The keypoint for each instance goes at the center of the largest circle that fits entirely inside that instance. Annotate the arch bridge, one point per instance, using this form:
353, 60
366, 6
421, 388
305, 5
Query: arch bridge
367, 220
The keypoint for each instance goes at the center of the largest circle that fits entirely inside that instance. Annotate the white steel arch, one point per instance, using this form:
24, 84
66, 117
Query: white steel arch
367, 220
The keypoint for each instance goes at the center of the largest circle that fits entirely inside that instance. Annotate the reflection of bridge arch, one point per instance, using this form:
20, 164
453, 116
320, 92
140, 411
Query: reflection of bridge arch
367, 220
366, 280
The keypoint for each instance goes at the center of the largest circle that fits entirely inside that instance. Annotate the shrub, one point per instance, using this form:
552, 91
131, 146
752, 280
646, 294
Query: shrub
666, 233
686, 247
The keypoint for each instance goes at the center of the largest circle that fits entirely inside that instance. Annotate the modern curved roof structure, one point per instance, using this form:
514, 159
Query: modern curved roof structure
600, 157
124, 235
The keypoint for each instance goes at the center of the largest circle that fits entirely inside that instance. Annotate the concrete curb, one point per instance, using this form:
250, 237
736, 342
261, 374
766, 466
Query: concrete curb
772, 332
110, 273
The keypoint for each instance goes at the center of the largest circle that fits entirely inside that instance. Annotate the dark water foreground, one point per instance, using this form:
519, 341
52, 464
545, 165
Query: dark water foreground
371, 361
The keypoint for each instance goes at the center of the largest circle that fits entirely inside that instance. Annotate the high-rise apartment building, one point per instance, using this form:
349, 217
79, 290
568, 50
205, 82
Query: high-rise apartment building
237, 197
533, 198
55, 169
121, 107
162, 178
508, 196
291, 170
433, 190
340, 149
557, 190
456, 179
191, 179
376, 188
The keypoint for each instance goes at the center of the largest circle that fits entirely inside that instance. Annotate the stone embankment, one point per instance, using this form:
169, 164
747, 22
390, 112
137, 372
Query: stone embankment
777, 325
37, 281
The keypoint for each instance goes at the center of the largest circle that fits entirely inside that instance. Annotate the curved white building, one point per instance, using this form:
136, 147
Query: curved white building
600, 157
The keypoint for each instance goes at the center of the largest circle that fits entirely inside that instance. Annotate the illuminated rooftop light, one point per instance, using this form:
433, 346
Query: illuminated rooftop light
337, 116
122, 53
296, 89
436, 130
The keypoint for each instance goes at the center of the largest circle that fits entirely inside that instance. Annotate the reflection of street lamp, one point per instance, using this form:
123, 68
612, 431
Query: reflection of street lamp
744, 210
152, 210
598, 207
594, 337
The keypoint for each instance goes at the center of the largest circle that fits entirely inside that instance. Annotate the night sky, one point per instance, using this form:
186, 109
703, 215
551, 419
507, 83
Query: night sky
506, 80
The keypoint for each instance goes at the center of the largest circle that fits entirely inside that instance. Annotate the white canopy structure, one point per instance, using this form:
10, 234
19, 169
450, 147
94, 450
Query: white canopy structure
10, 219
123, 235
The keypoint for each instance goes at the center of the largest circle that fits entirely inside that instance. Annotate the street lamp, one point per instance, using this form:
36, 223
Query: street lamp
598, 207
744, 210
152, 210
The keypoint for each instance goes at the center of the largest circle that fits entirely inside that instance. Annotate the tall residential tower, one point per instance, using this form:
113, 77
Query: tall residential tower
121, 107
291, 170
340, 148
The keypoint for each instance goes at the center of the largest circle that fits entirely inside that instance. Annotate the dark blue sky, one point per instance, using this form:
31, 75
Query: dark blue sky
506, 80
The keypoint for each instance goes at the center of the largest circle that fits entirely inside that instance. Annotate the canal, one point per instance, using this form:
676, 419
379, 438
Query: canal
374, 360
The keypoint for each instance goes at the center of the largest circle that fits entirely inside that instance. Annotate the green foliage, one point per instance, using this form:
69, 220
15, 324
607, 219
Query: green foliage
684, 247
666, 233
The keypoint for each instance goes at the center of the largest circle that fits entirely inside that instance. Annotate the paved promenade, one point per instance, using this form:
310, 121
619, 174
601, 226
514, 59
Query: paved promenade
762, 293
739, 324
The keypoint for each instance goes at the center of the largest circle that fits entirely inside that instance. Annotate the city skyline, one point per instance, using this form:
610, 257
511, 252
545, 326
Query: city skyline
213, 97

__EXERCISE BRIEF__
Going line by line, copy the data above exactly.

__WRITTEN SOLUTION__
The keypoint for each instance goes at the center of the largest circle that fits entirely inside that instance. Annotate the arch bridge, one point per instance, using this form:
353, 60
366, 6
421, 388
305, 5
Query: arch bridge
367, 220
The keypoint for each instance goes at the center of the largest circle that fits entirely inside that instance. Annotate the white steel arch, one point per instance, using this form:
24, 84
66, 117
Query: white steel arch
367, 220
The keypoint for each instance goes at the center of the largest circle that fits entirely inside that instance. Annotate the reflection of bridge arch, one point per instance, using this form:
20, 164
453, 116
320, 92
140, 411
Query: reflection of bridge arch
367, 220
366, 280
The keypoint for each instance goes at the center of the largest circle that fits entirely inside that instance. Annotate the shrub, one point per instance, using this form:
552, 91
131, 146
752, 280
646, 294
Query: shrub
666, 233
686, 247
The keypoint for each instance goes at the center of the largest circle that fits entirely inside that instance. Annotate the modern curved roof structure, one point per instance, using this form:
514, 159
Query: modern curved roof structure
600, 157
124, 235
The keypoint for each instance goes at the center of the largest circle that fits entirely inside that instance. Annotate the concrete curb, one point per instance, using this form:
250, 237
736, 342
261, 374
766, 466
Query: concrete curb
772, 332
110, 273
The keypoint for each instance goes at the center of the largest circle that fits entirely inside that instance. Annotate the dark water foreground, one point per instance, using this form:
519, 341
52, 464
545, 165
Query: dark water foreground
371, 361
The keypoint for each instance goes at the center of the largest circle that fits entirely inside that instance. Annotate the high-rise apartment building, one point per instance, using this form:
349, 217
79, 290
568, 50
205, 82
Query: high-rise apartment building
237, 197
533, 198
55, 169
121, 107
162, 178
508, 196
291, 170
433, 190
340, 149
557, 190
456, 179
191, 179
376, 188
The keypoint for each instance goes at the center of the largest circle that fits entirely inside that instance. Annotate the stone embankment, one point per instance, using this form:
169, 164
747, 22
390, 112
137, 372
Query: stone embankment
777, 325
37, 281
The keypoint for each instance goes at the center of the largest circle that fits entirely inside that instance. Annotate the curved white building, one point per instance, using this form:
136, 147
Query: curved white building
600, 157
The keypoint for each instance goes at the center of the largest circle that fits entirely inside that instance. Annotate the illuminated rooftop light, one point per instance, using this form:
433, 346
Query: illuminated rooftop light
337, 116
122, 53
296, 89
436, 130
The keypoint for each instance goes at the center of the largest circle that fits entirely inside that instance. Annotate the reflection of street lamp, one point per instance, using this form:
123, 68
612, 431
Query: reflection of street lamp
744, 210
152, 210
598, 207
594, 337
The keypoint for each instance goes at the center of the largest circle that fits entirely inside that instance. Annotate the night sky, one point per instance, using this form:
186, 109
703, 215
551, 419
507, 83
Query: night sky
506, 80
The keypoint for each instance goes at the center of the largest circle that fits entirely inside that instance. Annotate the white canopy structure, one point per instance, using this form:
10, 234
19, 169
450, 147
94, 450
Query: white canopy structure
10, 219
123, 235
The keypoint for each instance goes at the center of the largest circle that fits entirely inside that instance. Annotate the street lamp, one point per instance, using this form:
36, 223
Query: street lamp
598, 207
744, 210
152, 210
The keypoint for each instance goes at the center of the largest circle that fits entirely inside that instance. Annotate the tall residential tower, one point per instance, using this form:
113, 77
Query: tall residential tower
121, 107
291, 170
340, 148
The keypoint for each instance goes at the center of the largest circle that fits entirely inside that instance. Annotate the dark blue sky, one point per instance, using this form:
31, 75
Query: dark blue sky
506, 80
The keypoint for each instance goes at the center of the largest circle that fits entirely inside that instance. Annotate the canal, one point per instance, using this form:
676, 419
379, 438
Query: canal
374, 360
The keypoint for each instance goes at the center of the largest circle that fits entirely inside that instance. Annotate the green foliage, one point per instance, using this form:
69, 220
15, 324
607, 219
Query: green foliage
684, 247
666, 233
The keypoint for each instance goes at the center of the largest circle that fits entirely inside that instance. Annotate the paved promenade, one point per instance, using this form:
310, 121
619, 174
601, 226
514, 59
Query: paved promenade
762, 293
739, 324
The keypoint for each instance goes at the center of the largest circle that fits entirely inside that instance. Annotate the city skyline, one point per instance, using this form:
610, 257
511, 252
545, 326
Query: city skyline
213, 97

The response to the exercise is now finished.